*** The records Section Begins ***
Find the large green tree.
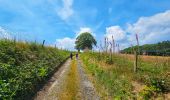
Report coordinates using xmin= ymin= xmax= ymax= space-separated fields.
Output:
xmin=75 ymin=32 xmax=97 ymax=51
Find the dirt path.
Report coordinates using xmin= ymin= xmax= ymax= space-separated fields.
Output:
xmin=34 ymin=58 xmax=100 ymax=100
xmin=34 ymin=59 xmax=71 ymax=100
xmin=77 ymin=60 xmax=100 ymax=100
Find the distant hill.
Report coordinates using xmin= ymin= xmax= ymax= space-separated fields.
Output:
xmin=121 ymin=40 xmax=170 ymax=56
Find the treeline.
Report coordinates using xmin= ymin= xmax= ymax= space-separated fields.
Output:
xmin=121 ymin=40 xmax=170 ymax=56
xmin=0 ymin=39 xmax=69 ymax=100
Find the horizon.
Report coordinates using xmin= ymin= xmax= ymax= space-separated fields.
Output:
xmin=0 ymin=0 xmax=170 ymax=50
*** The records Section Ends ***
Task: From the entries above, collect every line with the string "Find" in it.

Task answer:
Find the large green tree.
Find the dirt path.
Find the distant hill.
Find the treeline.
Find the horizon.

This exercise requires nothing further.